L’altra differenza che appare tra le sette monete fuse e le cinque coniate di Lucera, consiste in questo, che nel pentobolo una delle ruote ha ceduto il luogo ad una testa di Minerva, la ruota rimastavi s’è fornita di otto raggi, in luogo de’ quattro primitivi. Il tetrobolo ha sostituita la testa d’Ercole al fulmine, e alla clava ha aggiunta la faretra e l’arco. Il triobolo ov’era l’astro, ha la testa di Nettuno e sotto al delfino porta scolpito un tridente: il diobolo ha la testa di Venere nel luogo dell’astragalo ch’era pure un simbolo di Venere: la conchiglia è rimasta qual era. Finalmente alla spiga dell’obolo vedesi sostituita una testa d’Apollo, il quale ritiene nel rovescio la sua rana senza mutazione né aggiunte.

L’arte de’ luceresi in tutte tre le epoche della loro moneta non si leva al di sopra d’una discreta mediocrità. I caratteri che adoperano per la loro lingua sono quelli de’ popoli cistiberini, da cui son nati al modo medesimo de piceni e de’ vestini.

Nel metter termine a questi preliminari, co’ quali non intendiamo che ad appianar la via ad un più serio e lungo trattato su la scienza dell’aes grave, avvisiamo gli studiosi che il fautore amorevolissimo di questi nostri studj Barone d’Ailly tra le altre buone cose recateci nel sua ritorno dal viaggio di Napoli e Sicilia, ci ha donato il quadrante dal delfino [p. 117 modifica]raddoppiato del n. 3. Tavola III. Incerte. In questo nuovo e ben conservato esemplare leggesi tutto intero il monogramma v E, laddove nell’antico non vi sapevam riconoscere se non una delle due linee del v. Abbiamo qui quasi intera una serie decimale di monete onciali coniate con questo medesimo monogramma. Su di essa ci sono necessarj ulteriori studj e confronti, per ben discorrerne a miglior tempo. Tant’è maggiore questa necessita di studiare e confrontare, quanto che dalla medesima mano riceviam ora un’oncia coll’imagine de’ due dioscuri rappresentata nel modo medesimo del sestante de’ volsci. Da queste due monete effigiate secondo il costume latino e volsco può congetturarsi l’esistenza d’altre serie dalle latine e volsche non dissomiglianti.

Quando descrivevamo l’oncia del n. 6. Tavola III. Incerte, dichiaravamo di non saper dicifrare quel monogramma che vedesi ripetuto sotto e sopra il grano d’orzo. Con qualche sforzo, vano forse interamente, abbiam creduto di riconoscervi dipoi la prima sillaba della voce ΑΝΞΑΝΩΝ. Che con questa greca epigrafe v’esista una serie d’aes grave italico, pare debba tenersi per certo, ora che è certa in Napoli l’esistenza dell’asse presso quel nobilissimo numismatico che è il padrone eziandio dell’altro asse, il quale testé sospettavamo poter essere quello della prima officina lucerese. A chi conosce la prima storia delle città maritime dell’Italia meridionale non parrà certamente un paradosso, che tra Atri e Lucera, le quali usano latini caratteri, i frentani di Lanciano adoperino caratteri greci.

# Dati forniti
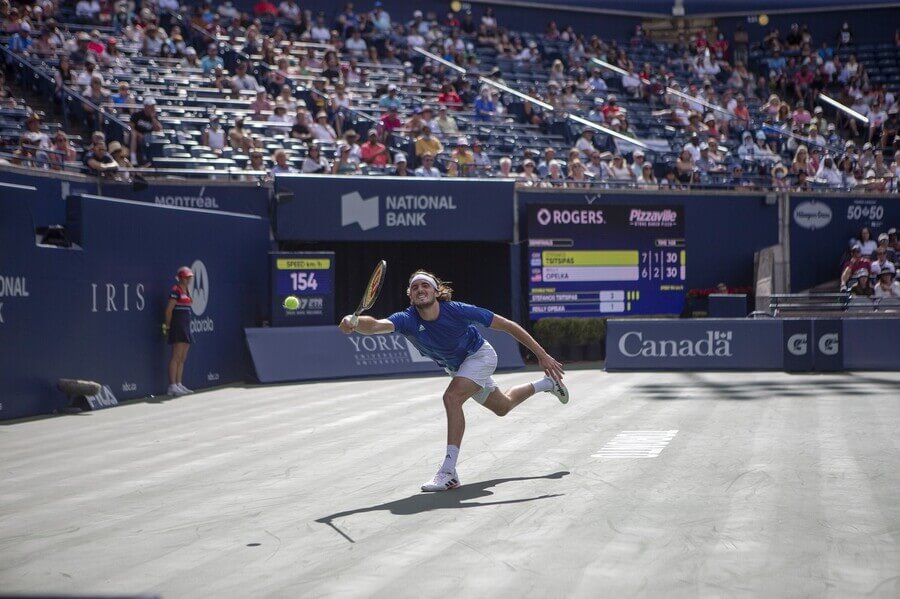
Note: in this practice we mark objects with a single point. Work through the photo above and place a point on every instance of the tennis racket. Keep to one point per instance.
(372, 291)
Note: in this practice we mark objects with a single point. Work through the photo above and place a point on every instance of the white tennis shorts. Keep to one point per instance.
(479, 367)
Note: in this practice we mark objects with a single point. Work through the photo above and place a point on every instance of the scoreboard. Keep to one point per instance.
(309, 276)
(605, 260)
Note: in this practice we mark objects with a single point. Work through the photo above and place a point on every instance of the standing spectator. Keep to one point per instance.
(856, 261)
(427, 169)
(177, 327)
(143, 124)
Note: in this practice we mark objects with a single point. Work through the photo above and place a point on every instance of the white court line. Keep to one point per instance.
(636, 444)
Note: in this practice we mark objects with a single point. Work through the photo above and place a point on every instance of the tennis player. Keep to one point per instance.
(444, 331)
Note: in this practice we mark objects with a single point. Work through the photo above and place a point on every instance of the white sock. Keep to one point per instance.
(545, 384)
(449, 464)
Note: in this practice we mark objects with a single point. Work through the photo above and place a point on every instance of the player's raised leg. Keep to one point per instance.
(458, 391)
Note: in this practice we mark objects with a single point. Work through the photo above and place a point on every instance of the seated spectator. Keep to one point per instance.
(445, 122)
(315, 162)
(738, 179)
(342, 164)
(390, 121)
(485, 108)
(427, 143)
(62, 151)
(281, 165)
(860, 284)
(213, 135)
(528, 176)
(261, 102)
(256, 162)
(856, 262)
(400, 166)
(481, 161)
(427, 169)
(619, 170)
(143, 124)
(212, 59)
(881, 258)
(585, 144)
(373, 152)
(321, 131)
(242, 80)
(99, 162)
(887, 287)
(117, 151)
(867, 245)
(829, 174)
(779, 178)
(684, 168)
(463, 157)
(647, 180)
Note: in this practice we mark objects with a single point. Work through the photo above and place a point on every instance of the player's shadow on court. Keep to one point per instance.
(457, 499)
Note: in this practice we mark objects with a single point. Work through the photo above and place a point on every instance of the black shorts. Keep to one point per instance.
(180, 329)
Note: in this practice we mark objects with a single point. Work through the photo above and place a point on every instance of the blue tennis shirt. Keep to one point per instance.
(448, 340)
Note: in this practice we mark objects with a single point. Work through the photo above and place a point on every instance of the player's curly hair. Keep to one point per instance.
(444, 291)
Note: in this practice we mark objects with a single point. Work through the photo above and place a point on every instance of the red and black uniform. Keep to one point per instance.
(180, 327)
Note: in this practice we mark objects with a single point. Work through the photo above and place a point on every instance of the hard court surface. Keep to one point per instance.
(774, 485)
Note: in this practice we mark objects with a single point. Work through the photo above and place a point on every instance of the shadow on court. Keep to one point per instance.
(448, 500)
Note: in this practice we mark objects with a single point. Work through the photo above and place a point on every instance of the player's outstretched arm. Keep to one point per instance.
(366, 325)
(551, 367)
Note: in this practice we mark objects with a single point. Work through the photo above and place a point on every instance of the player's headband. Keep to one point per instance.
(423, 277)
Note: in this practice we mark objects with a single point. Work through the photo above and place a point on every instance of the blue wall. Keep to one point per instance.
(94, 312)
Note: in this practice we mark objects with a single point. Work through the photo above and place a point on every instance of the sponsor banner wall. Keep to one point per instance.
(331, 208)
(95, 311)
(822, 226)
(298, 354)
(870, 343)
(241, 198)
(701, 344)
(722, 231)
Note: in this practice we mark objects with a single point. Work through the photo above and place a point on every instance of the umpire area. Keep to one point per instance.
(675, 485)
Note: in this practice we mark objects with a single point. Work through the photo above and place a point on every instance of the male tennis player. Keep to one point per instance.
(444, 331)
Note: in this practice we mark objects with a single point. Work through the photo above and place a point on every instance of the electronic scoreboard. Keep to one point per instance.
(605, 260)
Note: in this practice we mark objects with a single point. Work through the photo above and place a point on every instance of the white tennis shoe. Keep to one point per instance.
(560, 391)
(442, 481)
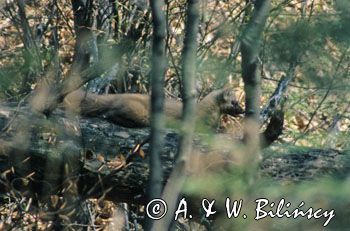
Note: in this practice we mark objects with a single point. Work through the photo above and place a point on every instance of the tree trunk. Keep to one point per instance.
(56, 155)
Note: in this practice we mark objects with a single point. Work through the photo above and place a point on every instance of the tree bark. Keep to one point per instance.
(57, 155)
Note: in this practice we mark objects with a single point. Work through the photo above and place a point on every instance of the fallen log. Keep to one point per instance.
(42, 157)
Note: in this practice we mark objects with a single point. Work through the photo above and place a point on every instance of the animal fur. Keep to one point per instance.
(133, 110)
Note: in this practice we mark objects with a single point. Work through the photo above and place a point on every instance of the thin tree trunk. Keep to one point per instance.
(251, 77)
(157, 100)
(174, 186)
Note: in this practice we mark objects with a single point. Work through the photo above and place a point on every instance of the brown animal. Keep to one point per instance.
(133, 110)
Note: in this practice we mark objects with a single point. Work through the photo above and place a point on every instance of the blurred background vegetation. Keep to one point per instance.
(310, 38)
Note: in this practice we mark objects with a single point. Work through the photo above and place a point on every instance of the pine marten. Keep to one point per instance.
(133, 110)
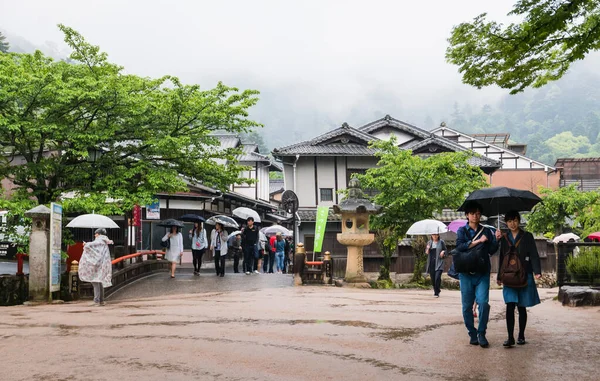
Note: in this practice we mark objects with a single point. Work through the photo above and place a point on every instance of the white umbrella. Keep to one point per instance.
(92, 221)
(244, 213)
(272, 230)
(566, 237)
(226, 221)
(425, 227)
(234, 234)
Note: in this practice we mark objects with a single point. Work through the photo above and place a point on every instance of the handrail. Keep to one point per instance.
(138, 254)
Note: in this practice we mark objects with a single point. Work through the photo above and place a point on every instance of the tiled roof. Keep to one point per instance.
(313, 147)
(477, 160)
(388, 121)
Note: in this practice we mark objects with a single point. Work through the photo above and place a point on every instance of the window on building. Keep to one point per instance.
(326, 194)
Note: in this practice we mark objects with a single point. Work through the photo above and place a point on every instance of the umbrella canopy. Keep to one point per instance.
(454, 225)
(226, 221)
(594, 236)
(244, 213)
(171, 222)
(425, 227)
(234, 234)
(273, 230)
(191, 218)
(92, 221)
(566, 237)
(499, 200)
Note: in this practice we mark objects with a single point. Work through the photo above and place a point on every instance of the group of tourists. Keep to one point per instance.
(518, 258)
(519, 264)
(250, 245)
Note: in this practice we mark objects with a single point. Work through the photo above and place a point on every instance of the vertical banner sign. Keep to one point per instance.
(322, 213)
(153, 211)
(55, 246)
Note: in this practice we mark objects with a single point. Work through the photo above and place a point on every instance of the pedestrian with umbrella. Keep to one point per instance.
(517, 252)
(95, 265)
(435, 249)
(474, 245)
(174, 248)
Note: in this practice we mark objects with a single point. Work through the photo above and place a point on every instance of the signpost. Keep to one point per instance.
(55, 248)
(322, 213)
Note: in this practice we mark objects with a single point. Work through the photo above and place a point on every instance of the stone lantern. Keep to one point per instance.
(355, 211)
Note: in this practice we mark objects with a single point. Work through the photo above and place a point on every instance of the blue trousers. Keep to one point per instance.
(475, 288)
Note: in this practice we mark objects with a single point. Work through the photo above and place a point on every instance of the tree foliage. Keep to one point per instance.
(87, 129)
(550, 216)
(552, 35)
(4, 45)
(411, 188)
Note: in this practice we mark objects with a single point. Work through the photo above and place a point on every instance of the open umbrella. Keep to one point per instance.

# Istruzioni
Nel brano sulle monete di Lucera, quale immagine sostituisce il fulmine sul tetrobolo? Per favore, rispondi in poche parole.

# Risultato
La testa d'Ercole.